TASK OBJECTIVE -
When a line in the material contains the word "dark", copy it.

PROVIDED DATA -
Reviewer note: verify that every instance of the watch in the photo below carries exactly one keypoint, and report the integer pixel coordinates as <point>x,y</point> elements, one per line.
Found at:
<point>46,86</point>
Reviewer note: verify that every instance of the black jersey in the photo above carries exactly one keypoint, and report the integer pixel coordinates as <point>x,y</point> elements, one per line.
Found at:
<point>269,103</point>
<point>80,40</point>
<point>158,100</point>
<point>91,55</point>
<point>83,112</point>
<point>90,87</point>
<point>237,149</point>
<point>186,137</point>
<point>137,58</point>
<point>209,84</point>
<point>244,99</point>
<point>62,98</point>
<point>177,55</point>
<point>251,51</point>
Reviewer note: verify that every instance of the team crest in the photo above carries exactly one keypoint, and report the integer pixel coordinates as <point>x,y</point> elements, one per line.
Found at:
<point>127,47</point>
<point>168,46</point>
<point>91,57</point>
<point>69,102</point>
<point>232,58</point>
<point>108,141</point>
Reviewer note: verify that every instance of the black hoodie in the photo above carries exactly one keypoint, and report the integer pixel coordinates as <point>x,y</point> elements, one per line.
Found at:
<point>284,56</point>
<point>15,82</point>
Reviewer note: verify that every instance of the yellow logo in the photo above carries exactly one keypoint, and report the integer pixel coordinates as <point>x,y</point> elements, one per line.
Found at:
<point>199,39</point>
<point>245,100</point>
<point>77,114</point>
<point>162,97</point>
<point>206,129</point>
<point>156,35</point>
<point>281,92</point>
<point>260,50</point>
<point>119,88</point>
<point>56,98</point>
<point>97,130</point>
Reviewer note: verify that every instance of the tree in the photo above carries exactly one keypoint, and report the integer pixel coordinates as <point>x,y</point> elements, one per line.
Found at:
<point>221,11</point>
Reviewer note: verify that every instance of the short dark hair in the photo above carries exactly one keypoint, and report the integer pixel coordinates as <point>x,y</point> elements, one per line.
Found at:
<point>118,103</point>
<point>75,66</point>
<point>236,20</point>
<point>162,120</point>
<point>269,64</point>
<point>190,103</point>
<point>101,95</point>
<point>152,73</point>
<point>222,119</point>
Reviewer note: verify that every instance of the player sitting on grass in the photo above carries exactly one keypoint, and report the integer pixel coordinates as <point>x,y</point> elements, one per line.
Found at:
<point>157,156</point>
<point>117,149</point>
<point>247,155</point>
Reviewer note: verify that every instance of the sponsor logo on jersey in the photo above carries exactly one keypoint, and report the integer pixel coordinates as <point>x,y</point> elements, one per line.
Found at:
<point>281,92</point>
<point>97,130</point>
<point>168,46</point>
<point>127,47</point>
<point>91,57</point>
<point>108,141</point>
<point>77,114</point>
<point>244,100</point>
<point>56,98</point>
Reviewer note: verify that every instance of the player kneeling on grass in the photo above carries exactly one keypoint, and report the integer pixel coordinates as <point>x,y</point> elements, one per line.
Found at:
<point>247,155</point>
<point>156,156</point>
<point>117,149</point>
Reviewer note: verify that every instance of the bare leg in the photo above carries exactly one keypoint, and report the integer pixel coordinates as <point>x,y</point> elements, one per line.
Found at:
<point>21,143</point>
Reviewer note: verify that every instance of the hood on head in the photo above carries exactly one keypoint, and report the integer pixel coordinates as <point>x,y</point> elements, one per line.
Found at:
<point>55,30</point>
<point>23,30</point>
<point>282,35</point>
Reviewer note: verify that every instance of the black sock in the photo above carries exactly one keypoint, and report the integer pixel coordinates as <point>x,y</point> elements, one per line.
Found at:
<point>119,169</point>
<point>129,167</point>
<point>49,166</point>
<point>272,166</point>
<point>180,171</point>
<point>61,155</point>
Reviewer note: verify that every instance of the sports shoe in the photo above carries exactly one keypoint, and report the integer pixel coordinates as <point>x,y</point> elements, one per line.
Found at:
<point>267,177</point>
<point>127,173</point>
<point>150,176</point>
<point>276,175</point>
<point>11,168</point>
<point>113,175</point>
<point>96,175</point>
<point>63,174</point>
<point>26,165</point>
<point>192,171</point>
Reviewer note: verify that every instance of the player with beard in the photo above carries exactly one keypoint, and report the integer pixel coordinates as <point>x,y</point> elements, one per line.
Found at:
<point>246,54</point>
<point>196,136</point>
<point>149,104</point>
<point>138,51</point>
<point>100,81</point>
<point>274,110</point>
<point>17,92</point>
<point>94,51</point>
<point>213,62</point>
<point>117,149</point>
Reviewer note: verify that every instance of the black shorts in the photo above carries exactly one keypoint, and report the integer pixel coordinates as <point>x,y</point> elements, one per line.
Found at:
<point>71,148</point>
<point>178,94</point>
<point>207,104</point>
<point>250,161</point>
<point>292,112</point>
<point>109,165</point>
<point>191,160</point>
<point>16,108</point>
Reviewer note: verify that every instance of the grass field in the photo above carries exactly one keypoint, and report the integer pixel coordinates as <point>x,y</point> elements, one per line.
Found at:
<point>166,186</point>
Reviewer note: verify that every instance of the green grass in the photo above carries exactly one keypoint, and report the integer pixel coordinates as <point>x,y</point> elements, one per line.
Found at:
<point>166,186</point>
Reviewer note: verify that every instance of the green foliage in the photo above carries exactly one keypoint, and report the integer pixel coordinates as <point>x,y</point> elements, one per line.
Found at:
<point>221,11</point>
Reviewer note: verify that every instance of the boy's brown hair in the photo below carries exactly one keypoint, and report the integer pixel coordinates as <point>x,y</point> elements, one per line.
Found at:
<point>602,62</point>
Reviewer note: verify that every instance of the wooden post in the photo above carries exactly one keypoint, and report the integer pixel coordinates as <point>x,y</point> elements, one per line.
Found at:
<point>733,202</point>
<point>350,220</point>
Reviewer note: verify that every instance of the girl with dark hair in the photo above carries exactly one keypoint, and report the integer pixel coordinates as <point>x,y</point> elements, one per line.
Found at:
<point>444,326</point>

WRITTEN RESPONSE -
Reviewer note: verify that every instance of the short dark hair in the photo above carries exactly one keypoint, and report the integer pixel coordinates as <point>x,y</point> elements, one per line.
Reviewer note: verify that every instance of the girl with dark hair in the photo above carries exactly one keypoint, and report the integer pixel coordinates as <point>x,y</point> elements, one per line.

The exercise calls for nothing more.